Copy the lines from the one containing "the woman's long" through the end of the records, inclusive, renaming "long skirt" to "ankle-length skirt" throughout and leaving everything else unchanged.

Begin Data provided

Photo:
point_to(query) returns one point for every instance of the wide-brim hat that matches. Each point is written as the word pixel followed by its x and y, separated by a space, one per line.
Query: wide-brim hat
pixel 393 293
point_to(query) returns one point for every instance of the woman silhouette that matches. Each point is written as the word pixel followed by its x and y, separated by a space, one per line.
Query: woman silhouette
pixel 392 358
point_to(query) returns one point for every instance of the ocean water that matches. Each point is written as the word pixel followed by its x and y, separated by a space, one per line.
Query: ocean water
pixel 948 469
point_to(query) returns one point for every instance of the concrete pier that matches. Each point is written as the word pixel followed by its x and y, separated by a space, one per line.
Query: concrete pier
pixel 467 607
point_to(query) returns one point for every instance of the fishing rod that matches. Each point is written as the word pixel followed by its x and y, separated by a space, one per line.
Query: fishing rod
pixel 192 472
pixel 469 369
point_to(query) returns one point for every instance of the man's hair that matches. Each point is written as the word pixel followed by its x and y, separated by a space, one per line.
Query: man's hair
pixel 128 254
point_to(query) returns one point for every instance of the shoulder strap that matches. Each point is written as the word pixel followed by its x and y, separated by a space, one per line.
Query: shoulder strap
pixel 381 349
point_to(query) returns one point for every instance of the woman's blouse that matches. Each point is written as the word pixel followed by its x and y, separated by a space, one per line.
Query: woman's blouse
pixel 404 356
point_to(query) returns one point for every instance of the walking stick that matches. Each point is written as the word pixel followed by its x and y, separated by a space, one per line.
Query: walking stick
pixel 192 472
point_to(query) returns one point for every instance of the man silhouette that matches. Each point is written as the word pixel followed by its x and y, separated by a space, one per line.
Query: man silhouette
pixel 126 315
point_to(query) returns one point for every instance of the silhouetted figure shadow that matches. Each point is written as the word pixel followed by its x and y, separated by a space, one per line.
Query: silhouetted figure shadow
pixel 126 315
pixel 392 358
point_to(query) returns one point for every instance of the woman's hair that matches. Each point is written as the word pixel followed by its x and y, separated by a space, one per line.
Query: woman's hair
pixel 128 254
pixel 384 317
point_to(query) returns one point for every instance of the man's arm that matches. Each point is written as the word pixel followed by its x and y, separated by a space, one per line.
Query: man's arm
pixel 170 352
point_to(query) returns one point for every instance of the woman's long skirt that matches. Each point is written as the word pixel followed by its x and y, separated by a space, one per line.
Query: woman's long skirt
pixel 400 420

End Data provided

• **Expected answer**
point_to(query) returns one point for every instance of the woman's ankle-length skirt that matches. Each point is written as the word pixel followed by its x and y, separated by a space, one per line.
Query: woman's ankle-length skirt
pixel 400 420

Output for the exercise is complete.